Anak-anak muda menyambut antusias masuknya musik Barat di zaman yang baru ini. Seiring dengan itu, tumbuh pula band-band lokal yang memainkan rock di berbagai kota besar.
Era 1970-an hingga 1980-an, industri musik lokal tumbuh pesat. Aneka musik hadir dan mewarnai perjalanan hidup masyarakat, mulai yang musik dan liriknya cadas hingga yang musik dan liriknya terkesan meratap-ratap.
Era ini juga melahirkan musisi dan band yang belakangan dianggap legenda antara lain God Bless, The Rollies, Iwan Fals, Rhoma Irama, dan Krakatau.
Pasca Reformasi, musik Indonesia berjalan menuju kedewasaan. Pada periode 1998-2008, banyak musisi yang semakin independen dalam berkarya tanpa tekanan label. Keberhasilan itu terlihat dari popularitas Mocca lewat album My Diary (2001) dan Efek Rumah Kaca lewat album Efek Rumah Kaca (2007).

** DATA YANG DIBERIKAN **
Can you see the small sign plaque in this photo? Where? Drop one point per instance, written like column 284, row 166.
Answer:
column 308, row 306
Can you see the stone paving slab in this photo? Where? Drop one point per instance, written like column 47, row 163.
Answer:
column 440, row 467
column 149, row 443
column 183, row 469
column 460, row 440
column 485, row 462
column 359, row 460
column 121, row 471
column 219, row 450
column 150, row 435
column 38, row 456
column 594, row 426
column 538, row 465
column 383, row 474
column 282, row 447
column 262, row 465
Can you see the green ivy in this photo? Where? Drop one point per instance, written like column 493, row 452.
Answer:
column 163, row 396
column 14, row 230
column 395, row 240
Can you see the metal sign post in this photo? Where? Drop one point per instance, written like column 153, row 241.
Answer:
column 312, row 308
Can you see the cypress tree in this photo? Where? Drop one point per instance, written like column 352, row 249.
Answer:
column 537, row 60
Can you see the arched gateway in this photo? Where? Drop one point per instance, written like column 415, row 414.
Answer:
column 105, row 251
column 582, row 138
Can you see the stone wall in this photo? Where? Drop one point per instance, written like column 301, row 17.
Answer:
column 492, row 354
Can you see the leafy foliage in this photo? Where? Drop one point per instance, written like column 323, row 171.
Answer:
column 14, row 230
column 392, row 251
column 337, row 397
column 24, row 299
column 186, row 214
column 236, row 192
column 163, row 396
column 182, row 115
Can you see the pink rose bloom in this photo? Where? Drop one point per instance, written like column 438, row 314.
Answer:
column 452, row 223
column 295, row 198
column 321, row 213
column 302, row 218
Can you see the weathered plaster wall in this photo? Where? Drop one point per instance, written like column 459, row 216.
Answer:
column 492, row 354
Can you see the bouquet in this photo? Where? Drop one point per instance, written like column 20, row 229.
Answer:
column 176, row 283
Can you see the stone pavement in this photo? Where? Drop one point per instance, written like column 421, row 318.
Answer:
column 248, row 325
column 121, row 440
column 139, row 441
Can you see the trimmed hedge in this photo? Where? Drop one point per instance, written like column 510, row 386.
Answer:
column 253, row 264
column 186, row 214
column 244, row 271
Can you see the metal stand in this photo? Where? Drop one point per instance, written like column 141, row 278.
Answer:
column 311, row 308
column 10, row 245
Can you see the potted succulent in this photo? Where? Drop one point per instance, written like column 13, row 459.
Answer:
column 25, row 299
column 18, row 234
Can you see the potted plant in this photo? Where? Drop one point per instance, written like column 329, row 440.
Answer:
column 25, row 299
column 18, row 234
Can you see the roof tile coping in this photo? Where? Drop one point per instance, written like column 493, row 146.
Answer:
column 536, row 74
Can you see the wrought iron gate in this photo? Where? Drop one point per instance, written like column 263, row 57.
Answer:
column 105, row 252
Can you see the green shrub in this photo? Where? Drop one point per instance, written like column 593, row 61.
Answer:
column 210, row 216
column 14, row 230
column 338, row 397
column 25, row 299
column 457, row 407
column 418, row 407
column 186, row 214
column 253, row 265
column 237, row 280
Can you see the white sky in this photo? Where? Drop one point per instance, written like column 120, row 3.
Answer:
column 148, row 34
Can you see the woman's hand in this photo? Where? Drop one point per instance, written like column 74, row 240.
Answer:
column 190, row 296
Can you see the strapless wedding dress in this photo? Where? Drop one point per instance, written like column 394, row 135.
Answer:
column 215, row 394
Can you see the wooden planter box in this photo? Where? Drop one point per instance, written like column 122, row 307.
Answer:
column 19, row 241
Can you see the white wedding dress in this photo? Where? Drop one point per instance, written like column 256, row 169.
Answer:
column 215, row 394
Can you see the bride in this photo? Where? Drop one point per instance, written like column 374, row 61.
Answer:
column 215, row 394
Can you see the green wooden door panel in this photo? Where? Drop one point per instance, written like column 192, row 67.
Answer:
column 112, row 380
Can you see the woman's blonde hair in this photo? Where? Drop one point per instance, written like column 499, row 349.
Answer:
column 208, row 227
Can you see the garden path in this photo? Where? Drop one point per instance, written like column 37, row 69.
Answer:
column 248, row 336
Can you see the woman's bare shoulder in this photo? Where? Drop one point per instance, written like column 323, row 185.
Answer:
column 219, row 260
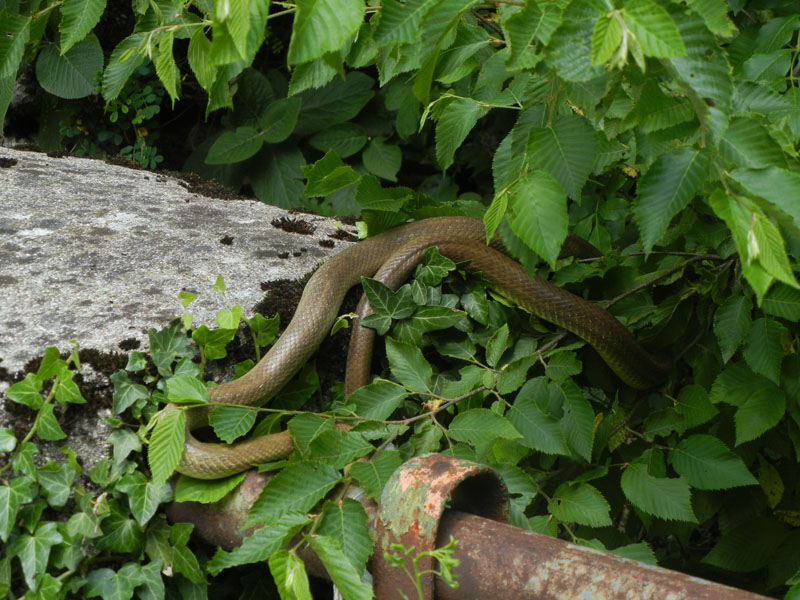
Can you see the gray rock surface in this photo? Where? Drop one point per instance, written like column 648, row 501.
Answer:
column 98, row 253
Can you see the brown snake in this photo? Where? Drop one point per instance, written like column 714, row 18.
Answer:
column 392, row 255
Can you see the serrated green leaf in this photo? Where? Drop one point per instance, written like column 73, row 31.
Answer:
column 668, row 499
column 341, row 571
column 566, row 150
column 540, row 431
column 382, row 159
column 78, row 17
column 337, row 102
column 715, row 16
column 231, row 421
column 48, row 428
column 539, row 214
column 748, row 545
column 481, row 427
column 279, row 180
column 775, row 185
column 731, row 323
column 666, row 189
column 409, row 366
column 166, row 445
column 279, row 119
column 694, row 406
column 400, row 21
column 582, row 504
column 14, row 34
column 378, row 400
column 606, row 38
column 708, row 464
column 261, row 544
column 452, row 127
column 578, row 420
column 373, row 475
column 205, row 491
column 235, row 146
column 346, row 522
column 289, row 574
column 327, row 175
column 297, row 488
column 312, row 33
column 654, row 29
column 782, row 301
column 763, row 348
column 747, row 143
column 345, row 139
column 339, row 448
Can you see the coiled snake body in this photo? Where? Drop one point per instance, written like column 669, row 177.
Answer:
column 392, row 255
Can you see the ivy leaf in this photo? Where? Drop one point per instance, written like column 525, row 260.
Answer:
column 654, row 29
column 279, row 119
column 582, row 503
column 538, row 214
column 666, row 189
column 231, row 421
column 694, row 406
column 166, row 445
column 708, row 464
column 731, row 323
column 668, row 499
column 33, row 551
column 343, row 574
column 56, row 481
column 297, row 488
column 373, row 474
column 481, row 427
column 49, row 429
column 409, row 366
column 566, row 150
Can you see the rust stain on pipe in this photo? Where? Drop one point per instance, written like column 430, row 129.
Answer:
column 499, row 561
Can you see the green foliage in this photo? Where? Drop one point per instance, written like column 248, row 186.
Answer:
column 665, row 133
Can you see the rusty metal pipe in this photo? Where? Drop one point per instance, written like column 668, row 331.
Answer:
column 503, row 562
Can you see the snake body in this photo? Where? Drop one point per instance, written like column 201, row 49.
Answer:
column 392, row 255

** SOAL A **
Terjemahkan ke dalam bahasa Inggris kalimat berikut dari teks tentang perkembangan musik Indonesia: "Era ini juga melahirkan musisi dan band yang belakangan dianggap legenda antara lain God Bless, The Rollies, Iwan Fals, Rhoma Irama, dan Krakatau."
** SOAL B **
Teruskan teks tentang perkembangan musik Indonesia, dimulai setelah kalimat terakhirnya.

** JAWABAN AKHIR A **
This era also gave rise to musicians and bands that later came to be regarded as legends, including God Bless, The Rollies, Iwan Fals, Rhoma Irama, and Krakatau.

** JAWABAN AKHIR B **
Musisi perempuan
Belakangan ini, ada fenomena menarik yakni munculnya musisi perempuan yang aktif dalam membangun kesadaran masyarakat. Mereka membawa berbagai isu mulai soal sehari-hari, pergolakan batin, kekerasan terhadap perempuan, hingga soal politik kebangsaan.
Mari kita tengok karya musik Tanayu dari dari Fleur. Ia merekam lekukan perjalanan hidupnya dalam “Beautiful” (2020) dan “Meditate” (2020). “Beautiful” bertutur tentang perjalanan hidupnya sebagai seorang perempuan, sedangkan “Meditate” menceritakan perjuangan mencari ketenangan batin melalui meditasi.
“Aku gak pernah sengaja akan merancang lagu ke orang yang memiliki permasalahan serupa. Tetapi, setiap musik akan sampai ke pendengar sesuai apa yang dibutuhkan,” ujar Tanayu.
Fleur! juga baru merilis “Muka Dua” pada tahun ini. Lagu ini menyindir tentang kenalan Yuyi yang bermuka dua, baik di dunia nyata maupun dunia maya. Mereka kemudian merilis “Lagu Lama” yang mengkritik proses kampanye para kandidat selama pemilu.
“Tema lagu yang kami ambil keluar seperti itu saja. Kebetulan “Muka Dua” muncul karena merasa dikhianati teman, sedangkan “Lagu Lama” karena bosen pas nonton TV,” kata Yuyi.
Sementara itu, Tashoora memilih konsisten untuk membuat lagu terkait isu-isu sosial. Salah satunya lewat lagu “Aparat” (2020) yang menyinggung masalah salah tangkap atau rekayasa kasus oleh aparat berwenang.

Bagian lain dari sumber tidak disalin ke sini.